## [Aim]
Write out only the lines from the one containing "Mark one point on every instance of the white railing" through the end of the lines, inclusive, requests included. Scale every x and y point coordinate in the answers by 0.4, rounding to whole numbers with halves going up.

# Records for processing start

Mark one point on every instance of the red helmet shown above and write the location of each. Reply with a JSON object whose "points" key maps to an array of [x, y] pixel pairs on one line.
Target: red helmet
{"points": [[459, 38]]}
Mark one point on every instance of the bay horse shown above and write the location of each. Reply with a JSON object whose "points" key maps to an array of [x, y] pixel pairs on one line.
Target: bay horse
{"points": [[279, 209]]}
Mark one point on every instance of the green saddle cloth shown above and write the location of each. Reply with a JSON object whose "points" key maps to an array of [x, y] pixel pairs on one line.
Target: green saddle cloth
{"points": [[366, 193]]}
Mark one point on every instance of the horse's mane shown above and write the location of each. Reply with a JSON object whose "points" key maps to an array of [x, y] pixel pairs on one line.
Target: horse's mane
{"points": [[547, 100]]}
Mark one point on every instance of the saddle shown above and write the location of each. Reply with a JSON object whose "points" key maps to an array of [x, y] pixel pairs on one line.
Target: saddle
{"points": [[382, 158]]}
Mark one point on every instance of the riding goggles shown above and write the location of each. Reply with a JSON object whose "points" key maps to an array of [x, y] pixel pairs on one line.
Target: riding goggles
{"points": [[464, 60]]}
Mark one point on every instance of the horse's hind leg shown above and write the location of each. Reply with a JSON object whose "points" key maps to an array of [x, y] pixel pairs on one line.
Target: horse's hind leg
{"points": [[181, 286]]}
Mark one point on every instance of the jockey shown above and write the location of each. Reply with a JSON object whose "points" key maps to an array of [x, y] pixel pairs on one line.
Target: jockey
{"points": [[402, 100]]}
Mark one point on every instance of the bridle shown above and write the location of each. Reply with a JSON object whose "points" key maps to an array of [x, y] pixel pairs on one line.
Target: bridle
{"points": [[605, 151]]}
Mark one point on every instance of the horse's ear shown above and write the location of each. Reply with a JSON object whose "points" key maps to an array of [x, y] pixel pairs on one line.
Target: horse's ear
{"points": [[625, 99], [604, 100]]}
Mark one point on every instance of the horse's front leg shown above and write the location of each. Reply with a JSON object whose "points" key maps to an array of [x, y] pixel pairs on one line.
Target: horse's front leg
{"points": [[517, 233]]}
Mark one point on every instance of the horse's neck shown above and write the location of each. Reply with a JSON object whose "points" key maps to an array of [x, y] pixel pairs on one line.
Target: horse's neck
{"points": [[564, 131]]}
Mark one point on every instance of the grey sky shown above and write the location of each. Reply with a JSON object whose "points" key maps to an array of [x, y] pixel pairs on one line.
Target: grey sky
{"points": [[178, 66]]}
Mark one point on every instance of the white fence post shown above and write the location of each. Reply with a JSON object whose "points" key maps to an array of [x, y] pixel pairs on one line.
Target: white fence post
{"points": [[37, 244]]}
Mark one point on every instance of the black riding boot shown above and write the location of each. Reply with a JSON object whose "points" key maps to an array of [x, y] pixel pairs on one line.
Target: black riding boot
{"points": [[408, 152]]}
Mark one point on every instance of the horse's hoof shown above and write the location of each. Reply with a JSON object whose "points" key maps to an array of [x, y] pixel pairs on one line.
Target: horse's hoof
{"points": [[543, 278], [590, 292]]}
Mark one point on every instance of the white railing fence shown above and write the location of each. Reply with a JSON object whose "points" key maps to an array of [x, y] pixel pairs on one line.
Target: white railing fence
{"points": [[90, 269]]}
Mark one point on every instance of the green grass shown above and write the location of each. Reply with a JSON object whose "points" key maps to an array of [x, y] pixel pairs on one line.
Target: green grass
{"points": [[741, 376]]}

# Records for processing end

## [Expected output]
Mark one point on every instance of the white railing fence shown above and write the location of each. Reply with a JSON object whose "points" key maps to an array of [x, y] pixel pairs on one line.
Target: white railing fence
{"points": [[36, 108]]}
Mark one point on every instance of the green grass shown above and write the location of each. Reply with a JSON object whose "points" key maps to an array of [x, y] pixel pairs on one line.
Target: green grass
{"points": [[296, 150]]}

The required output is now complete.